ARTICLE:
────────────────────
He and his allies on the city commission – many of whom are members of an extreme religious sect that broke away from the Catholic Church – want to shut the library down.

“Some things are wrong,” said Commissioner Richard Binsfeld about the transgender books in the library. “If you live up to your morals, if you stand by your morals at all, you’d look at it and say, ‘Why do we have it?’”

The Pottawatomie Wabaunsee Regional Library has operated largely without controversy for decades. The current director – Judith Cremer – has had her job since 2003, and she said the controversy over the books started last year.

Since the library isn’t a part of the city government – it’s managed by its own board of trustees appointed by the Pottawatomie and Wabaunsee County governments and serves several small towns in the area – the city can’t shut it down. Instead, they are trying to pull its lease since the library operates in a city building.

“We’re not part of the city structure and the lease agreement is the only leverage that they have seemed to be able to find,” Cremer told the Kansas Reflector. The city commission tried to take away the library’s lease last year to force the library to agree to a clause in the lease that would ban all LGBTQ+ books and books about “socially divisive” topics, but the library refused. The commission voted to renew the lease for another year in December after getting pressured by the public to keep the library open.

The city commission seems “to be continuing down that road [of trying to pull the library’s lease], which I’m disappointed with because we have still been here doing our job, trying to help people, trying to do summer reading, and I feel like it’s a misunderstanding of who we are. We are trying to do our job and we have followed the rules,” Cremer said.

In that April meeting the mayor of St. Marys, Matthew Childs, stepped in, asking the library to stop “promoting certain types of material.”

“If the library is [lending out LGBTQ+ books], we come back to the question, do we want to renew it at all?” he said.
────────────────────
GIVEN DATA:
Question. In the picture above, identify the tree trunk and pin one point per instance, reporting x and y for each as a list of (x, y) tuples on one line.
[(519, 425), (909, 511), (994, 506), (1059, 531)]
────────────────────
EXERCISE TASK 1: In the library article, from "The Pottawatomie Wabaunsee" to "started last year.", inclusive, replace "controversy" with "dispute" and give the passage.
EXERCISE TASK 2: Pick up the St. Marys library article after its last sentence and keep writing.

REPLY 1:
The Pottawatomie Wabaunsee Regional Library has operated largely without dispute for decades. The current director – Judith Cremer – has had her job since 2003, and she said the dispute over the books started last year.

REPLY 2:
The library put together an advisory committee to work towards reconciliation with the community, but they haven’t achieved their goal yet. And religious people in the town are still demanding the library pull LGBTQ+ content.

Resident Stephen Murtha said that the library should reflect Christian people’s views.

“As we move forward, we would like to see that all LGBTQ+ media — whether audio files, movies, books, activities, etc. — be removed from this branch altogether and from any access, including online ordering and inter-library loans, to any minor through this branch,” he wrote in a letter to the library board.

But Cremer thinks these complaints are coming from a small, but vocal, minority in the community.

The ACLU of Kansas sent a warning to the city commissioners that they could be violating the First Amendment by shutting down the library because it carries books they don’t personally agree with.

“Each member of the commission should remember that their own discomfort with a certain book does not justify restricting its availability to everyone else in the community,” said Sharon Brett of the ACLU of Kansas. “Not only is this potential censorship authoritarian, it has implications under even a basic reading of our First Amendment. We urge the commission to remember their obligations under the Constitution.”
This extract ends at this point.